* **INPUT RECORDS**:
↓↓↓

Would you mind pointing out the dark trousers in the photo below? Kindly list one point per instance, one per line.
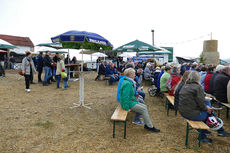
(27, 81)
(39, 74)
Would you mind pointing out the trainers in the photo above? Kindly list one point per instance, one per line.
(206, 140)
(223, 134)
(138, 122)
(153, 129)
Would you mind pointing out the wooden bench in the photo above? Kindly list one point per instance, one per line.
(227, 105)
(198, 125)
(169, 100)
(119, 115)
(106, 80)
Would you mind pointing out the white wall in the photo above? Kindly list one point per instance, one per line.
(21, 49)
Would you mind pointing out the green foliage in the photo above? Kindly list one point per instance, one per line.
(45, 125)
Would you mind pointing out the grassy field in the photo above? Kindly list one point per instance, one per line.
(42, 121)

↑↑↑
↓↓↓

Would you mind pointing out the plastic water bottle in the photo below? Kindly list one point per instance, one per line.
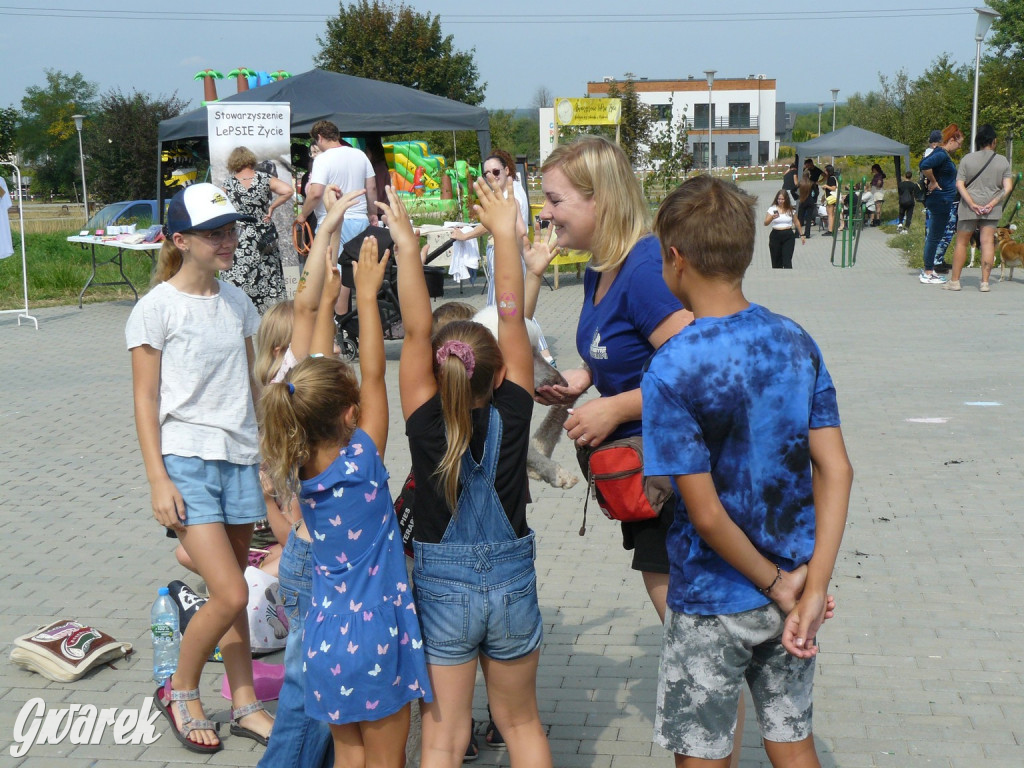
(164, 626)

↑↑↑
↓↓↓

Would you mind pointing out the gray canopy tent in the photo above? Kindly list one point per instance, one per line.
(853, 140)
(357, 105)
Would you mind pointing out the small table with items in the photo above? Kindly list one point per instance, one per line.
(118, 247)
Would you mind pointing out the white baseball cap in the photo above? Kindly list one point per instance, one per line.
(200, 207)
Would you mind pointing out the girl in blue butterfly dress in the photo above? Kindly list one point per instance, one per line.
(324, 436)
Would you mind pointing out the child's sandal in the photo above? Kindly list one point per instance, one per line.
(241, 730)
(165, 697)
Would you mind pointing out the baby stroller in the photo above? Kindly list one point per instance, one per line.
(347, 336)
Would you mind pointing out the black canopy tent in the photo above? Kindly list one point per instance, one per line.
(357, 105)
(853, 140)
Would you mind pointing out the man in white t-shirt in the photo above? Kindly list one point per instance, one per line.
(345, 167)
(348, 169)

↑↑↑

* **SHORT PROBLEM**: Extract every line in the records above that contains the word "below".

* **OUTPUT**:
Would you mind pointing out the dark trousers in the photo below? Kindly list one point per instance, one per line.
Would you mind pointing out the plastic water bottle in the photo below? Kindly list one point per instance, one per line.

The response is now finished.